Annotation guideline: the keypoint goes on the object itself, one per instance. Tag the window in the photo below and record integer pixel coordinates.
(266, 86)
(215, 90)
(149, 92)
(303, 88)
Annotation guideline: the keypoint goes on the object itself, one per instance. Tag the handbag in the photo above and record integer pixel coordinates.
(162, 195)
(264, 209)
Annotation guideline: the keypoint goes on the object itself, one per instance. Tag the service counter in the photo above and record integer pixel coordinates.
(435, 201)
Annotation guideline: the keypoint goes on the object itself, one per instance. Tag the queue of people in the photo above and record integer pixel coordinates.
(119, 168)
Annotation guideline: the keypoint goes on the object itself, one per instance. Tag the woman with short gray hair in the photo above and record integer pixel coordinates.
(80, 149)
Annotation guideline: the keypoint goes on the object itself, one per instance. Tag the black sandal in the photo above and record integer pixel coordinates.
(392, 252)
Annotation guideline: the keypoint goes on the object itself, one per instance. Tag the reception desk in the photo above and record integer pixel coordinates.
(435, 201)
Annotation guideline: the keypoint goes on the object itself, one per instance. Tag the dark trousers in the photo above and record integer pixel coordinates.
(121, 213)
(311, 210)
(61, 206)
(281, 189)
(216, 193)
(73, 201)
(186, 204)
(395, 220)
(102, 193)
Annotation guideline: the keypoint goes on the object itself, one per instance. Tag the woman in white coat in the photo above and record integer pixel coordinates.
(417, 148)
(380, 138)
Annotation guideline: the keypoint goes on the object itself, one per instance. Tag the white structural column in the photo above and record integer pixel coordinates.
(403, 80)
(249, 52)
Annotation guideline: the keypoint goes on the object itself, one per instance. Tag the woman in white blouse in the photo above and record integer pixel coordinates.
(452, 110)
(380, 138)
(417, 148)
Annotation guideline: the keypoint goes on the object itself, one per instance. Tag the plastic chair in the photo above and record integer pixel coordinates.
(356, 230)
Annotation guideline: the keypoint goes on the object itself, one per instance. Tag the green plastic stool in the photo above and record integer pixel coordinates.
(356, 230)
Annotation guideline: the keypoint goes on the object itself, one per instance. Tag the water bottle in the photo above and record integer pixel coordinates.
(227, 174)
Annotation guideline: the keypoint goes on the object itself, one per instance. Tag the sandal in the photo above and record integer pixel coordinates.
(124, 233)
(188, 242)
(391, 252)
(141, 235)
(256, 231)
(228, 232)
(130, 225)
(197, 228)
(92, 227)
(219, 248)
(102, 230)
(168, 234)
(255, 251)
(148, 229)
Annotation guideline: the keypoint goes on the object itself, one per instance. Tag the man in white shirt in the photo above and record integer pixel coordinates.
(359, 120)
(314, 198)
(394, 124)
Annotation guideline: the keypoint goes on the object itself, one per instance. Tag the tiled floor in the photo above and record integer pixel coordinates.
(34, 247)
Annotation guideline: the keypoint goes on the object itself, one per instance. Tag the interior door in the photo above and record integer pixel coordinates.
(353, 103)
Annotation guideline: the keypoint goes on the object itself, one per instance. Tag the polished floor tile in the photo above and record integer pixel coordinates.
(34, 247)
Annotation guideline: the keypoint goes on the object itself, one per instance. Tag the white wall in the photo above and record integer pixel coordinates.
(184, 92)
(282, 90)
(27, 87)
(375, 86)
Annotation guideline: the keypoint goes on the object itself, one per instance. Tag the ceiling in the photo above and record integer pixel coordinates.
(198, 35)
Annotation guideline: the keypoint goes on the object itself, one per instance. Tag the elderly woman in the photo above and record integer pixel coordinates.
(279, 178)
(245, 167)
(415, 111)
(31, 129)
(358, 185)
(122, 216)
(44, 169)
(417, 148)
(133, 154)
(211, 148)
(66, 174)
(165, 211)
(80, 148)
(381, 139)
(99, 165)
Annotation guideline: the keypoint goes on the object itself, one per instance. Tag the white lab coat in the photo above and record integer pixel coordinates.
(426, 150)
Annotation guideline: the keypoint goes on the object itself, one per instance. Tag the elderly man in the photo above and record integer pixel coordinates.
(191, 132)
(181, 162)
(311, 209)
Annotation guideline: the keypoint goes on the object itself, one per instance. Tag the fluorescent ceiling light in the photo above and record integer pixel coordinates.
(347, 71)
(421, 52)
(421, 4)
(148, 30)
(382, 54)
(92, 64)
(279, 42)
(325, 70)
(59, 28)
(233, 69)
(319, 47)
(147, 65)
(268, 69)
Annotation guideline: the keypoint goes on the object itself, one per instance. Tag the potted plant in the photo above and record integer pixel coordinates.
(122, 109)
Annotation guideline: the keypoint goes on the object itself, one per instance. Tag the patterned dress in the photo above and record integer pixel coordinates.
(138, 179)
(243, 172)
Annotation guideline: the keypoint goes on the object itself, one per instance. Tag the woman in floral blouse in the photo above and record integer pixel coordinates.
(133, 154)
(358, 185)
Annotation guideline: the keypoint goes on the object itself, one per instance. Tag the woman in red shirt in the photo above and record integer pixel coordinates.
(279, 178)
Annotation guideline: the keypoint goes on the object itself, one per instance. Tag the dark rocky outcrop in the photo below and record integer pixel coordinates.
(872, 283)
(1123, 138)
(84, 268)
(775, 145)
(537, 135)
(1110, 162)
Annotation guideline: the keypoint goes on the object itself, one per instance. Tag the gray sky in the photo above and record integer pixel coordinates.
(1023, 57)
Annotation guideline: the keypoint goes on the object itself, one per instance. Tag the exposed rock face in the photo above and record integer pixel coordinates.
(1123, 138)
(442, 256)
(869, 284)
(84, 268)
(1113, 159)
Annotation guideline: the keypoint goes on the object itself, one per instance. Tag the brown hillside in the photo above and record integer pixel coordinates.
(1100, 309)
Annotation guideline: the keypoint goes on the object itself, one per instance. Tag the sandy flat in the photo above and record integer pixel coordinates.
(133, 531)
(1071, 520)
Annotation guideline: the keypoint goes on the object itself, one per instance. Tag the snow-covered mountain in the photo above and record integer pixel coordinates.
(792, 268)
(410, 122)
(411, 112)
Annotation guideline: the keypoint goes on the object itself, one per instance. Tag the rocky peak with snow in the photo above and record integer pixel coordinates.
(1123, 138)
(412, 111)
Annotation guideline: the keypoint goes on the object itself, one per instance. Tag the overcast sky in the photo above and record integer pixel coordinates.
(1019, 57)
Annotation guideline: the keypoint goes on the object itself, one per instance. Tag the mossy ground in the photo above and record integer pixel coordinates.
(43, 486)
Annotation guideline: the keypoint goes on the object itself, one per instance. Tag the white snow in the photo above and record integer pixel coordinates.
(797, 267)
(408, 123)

### What this task involves
Write out everything from the line containing "Tag the mossy" down to the end of the material, swapping "mossy ground" for "grassy slope" and keeping the rest unchanged.

### Result
Annotation guideline: the keypoint goes on the object itself, one per instance. Tag the grassy slope in the photo above and record integer pixel coordinates.
(43, 486)
Annotation guideline: the keypoint goes on the object itself, one per instance. Tag the white snow in the photo above and record integer pixel coordinates.
(797, 267)
(408, 123)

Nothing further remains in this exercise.